(Beginning of TEXT SEGMENT)
Mariam Maria Cordero Bibi, MH (瑪俐亞), nicknamed Fat Mama (肥媽), is a Macanese singer, actress, TV Host and DJ based in Hong Kong. She also has her own cooking show, Maria's Kitchen (肥媽私房菜) on Cable TV.

== Biography ==
Cordero was born to a Macanese family of Portuguese-Chinese heritage at the Hospital Conde S. Januário in Macau in 1954. She is of paternal Portuguese descent. Her family moved to Shelley Street, Hong Kong when she was ten years old. When she was eleven her father died, and she began working to support her seven brothers and sisters. She resorted to using identity cards from friends, because the legal working age in Hong Kong was 14. Her first job was as an usher for a local cinema.

While working as a hotel telephone operator, Cordero came across the opportunity to learn the bass guitar. The hotel resident band found out and hired her to play at night after she auditioned. For several years she worked a triple job of telephone operator in the day, band player at night, and working as a cashier. But she also worked as a line cook for takeaway contractors for office workers, thus having excellent cooking skills, which led to her having hosted 3 food and cuisine shows.

Cordero married a widowed Filipino pianist and bandmate 22 years her senior when she was in her late teens. She and her first husband have been divorced since 1989 and now married to Portuguese engineer. In 2020, Rick de Silva died due to terminal lung adenocarcinoma. She is the mother of six children (two boys with her ex-husband, two boys and two girls from her ex-husband's previous marriage). Her eldest son Alfonso Bibi Cordero (高進一) is a member of the Hong Kong Hockey Team which won the bronze medal in the 2009 East Asian Games.

=== Singing and movie career ===
Cordero's singing career began after word spread about her singing ability at a newly opened disco in 1985. Offers of recording contracts, movie roles, and stage performances came after a string of hits which began with a tailor-made song written for her by director and songwriter Teddy Robin, titled "Sai Hei". Parts of this song were also used in one of Edison Chen's track 嘥氣 (Waste of breath).

== Filmography ==

- City on Fire (龍虎風雲, 1987)
- The Good, The Bad & The Beauty (1988)
(End of TEXT SEGMENT)
(Beginning of GIVEN INFORMATION)
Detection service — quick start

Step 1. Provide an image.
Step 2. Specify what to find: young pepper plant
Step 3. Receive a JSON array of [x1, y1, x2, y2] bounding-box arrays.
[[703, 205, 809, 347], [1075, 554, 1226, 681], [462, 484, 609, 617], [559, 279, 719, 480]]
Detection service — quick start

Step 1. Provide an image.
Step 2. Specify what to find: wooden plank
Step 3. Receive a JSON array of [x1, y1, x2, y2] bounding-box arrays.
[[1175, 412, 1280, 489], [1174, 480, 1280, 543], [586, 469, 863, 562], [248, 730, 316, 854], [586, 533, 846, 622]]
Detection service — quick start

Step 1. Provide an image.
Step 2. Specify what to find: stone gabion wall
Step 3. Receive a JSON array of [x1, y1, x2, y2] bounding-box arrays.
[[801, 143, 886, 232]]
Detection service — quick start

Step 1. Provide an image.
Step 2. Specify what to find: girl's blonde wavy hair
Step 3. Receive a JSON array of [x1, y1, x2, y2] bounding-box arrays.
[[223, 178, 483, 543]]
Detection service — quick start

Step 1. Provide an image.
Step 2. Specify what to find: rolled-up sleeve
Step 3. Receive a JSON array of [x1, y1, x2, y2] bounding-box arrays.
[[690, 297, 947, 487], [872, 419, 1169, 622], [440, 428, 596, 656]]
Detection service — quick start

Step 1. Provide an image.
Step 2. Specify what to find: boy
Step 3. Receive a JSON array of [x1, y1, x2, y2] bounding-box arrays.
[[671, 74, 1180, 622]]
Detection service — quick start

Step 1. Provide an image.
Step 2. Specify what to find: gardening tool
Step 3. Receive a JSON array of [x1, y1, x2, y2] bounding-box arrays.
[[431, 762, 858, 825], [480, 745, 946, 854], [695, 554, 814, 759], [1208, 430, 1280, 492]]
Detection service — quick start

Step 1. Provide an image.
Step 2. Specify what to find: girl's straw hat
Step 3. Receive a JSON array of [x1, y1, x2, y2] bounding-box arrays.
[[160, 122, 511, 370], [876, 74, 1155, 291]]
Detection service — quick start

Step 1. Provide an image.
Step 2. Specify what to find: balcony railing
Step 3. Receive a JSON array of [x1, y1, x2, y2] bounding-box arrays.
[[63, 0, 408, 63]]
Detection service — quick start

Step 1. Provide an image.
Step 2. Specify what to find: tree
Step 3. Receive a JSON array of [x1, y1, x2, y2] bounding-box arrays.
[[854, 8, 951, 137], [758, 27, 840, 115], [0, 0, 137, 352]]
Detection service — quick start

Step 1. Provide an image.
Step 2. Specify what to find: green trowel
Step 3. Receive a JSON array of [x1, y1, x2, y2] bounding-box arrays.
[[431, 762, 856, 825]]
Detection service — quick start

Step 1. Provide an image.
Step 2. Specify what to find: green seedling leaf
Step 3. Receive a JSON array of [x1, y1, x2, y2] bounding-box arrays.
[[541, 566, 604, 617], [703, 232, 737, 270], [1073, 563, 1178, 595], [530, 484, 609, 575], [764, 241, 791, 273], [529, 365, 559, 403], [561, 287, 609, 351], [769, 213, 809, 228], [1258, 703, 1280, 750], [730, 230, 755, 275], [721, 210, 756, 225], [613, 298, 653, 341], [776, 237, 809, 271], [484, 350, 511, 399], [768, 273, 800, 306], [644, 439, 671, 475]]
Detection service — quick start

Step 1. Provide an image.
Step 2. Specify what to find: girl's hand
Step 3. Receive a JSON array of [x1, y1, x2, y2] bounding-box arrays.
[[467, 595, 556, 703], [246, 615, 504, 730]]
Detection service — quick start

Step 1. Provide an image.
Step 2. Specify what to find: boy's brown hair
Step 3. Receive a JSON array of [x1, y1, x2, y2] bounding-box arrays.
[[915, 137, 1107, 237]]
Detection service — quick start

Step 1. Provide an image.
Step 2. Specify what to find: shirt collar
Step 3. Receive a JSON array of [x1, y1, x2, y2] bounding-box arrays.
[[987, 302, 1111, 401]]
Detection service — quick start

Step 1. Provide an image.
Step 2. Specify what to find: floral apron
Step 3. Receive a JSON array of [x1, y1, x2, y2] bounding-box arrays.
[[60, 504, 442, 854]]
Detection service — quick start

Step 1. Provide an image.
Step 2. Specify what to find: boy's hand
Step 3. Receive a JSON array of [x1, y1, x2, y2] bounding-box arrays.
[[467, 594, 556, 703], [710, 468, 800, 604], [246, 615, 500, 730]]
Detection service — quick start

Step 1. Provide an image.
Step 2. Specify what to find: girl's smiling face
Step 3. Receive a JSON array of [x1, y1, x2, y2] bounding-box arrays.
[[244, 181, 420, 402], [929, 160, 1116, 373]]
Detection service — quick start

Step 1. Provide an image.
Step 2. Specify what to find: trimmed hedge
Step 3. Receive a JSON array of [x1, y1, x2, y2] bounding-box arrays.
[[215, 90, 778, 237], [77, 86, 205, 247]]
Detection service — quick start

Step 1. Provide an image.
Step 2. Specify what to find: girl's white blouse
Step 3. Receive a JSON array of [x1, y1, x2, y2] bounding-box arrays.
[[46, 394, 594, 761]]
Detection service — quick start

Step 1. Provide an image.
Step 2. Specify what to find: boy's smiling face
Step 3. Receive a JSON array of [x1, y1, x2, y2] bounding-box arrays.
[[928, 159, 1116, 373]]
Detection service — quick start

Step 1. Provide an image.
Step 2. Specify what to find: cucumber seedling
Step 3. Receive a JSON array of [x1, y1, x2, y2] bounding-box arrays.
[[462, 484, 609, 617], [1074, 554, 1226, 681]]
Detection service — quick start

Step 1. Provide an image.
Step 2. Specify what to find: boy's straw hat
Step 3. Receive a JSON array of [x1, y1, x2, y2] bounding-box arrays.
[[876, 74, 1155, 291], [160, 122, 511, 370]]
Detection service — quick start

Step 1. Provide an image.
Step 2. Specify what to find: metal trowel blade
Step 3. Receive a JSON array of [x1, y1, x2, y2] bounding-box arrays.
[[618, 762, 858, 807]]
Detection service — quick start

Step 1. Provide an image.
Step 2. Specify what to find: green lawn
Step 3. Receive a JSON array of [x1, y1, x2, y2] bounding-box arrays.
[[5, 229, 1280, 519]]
(End of GIVEN INFORMATION)
__TASK LIST__.
a) According to the text about Cordero, why did she use identity cards borrowed from friends? Answer in one to three sentences.
b) Write the next part of the text about Cordero, starting after its last line.

__OUTPUTS FOR THE TASKS__.
a) She started working at eleven, after her father died, to support her seven brothers and sisters. The legal working age in Hong Kong was 14, so she used her friends' identity cards.

b)
- Bet on Fire (1988)
- Walk on Fire (1988)
- Women Prison (1988)
- King of Stanley Market (1988)
- Vampire Vs. Vampire (1989)
- Mr. Coconut (1989)
- Crocodile Hunter (1989)
- Mr. Sunshine (1989)
- Carry On Yakuza (1989)
- Aces Go Places 5 (1989)
- Pedicab Driver (1989)
- The Little Mermaid (1989) (voice-over for Pat Carroll) – Ursula (Cantonese dub)
- Jail House Eros (1989)
- To Spy With Love (1990)
- Tiger on the Beat 2 (1990)
- The Banquet (1991)
- Second to None (1992)
- Gangs '92 (1992)
- Fatal Love (1993)
- The Enigma of Love (1993)
- Whores from the North (1993)
- Our Neighbour Detective (1994)
- Sexy and Dangerous (1996)
- Street Angels (1996)
- Lost and Found (1996)
- Thanks for Your Love (1996)
- 97 Aces Go Places (1997)
- Chinese Box (1997)
- Knock Off (1998)
- Fing's Raver (2001)
- Let's Love Hong Kong (2002)
- Money Suckers (2002)
- I Want To Get Married (2003)
- Men Suddenly in Black (2003)
- The Miracle Box (2004)
- Forever Yours (2004)
- Invisible Waves (2006)
- Look for a Star (2009)
- From Vegas to Macau (2014)
- Delete My Love (2014)
- From Vegas to Macau III (2016)
- Lucid Dreams (2018)

==Songs==
- 救命 (Save My Life)
- 友誼之光 (The Light of Friendship)
- 媽媽 I Love You (Mama I Love You)
- You Can't Stop Me Loving You
- Old People

==Personal==

Cordero has been married twice and was married to her second spouse Rick da Silva from 1999 until his death on November 5, 2020. Her children (including step children) are from her first marriage.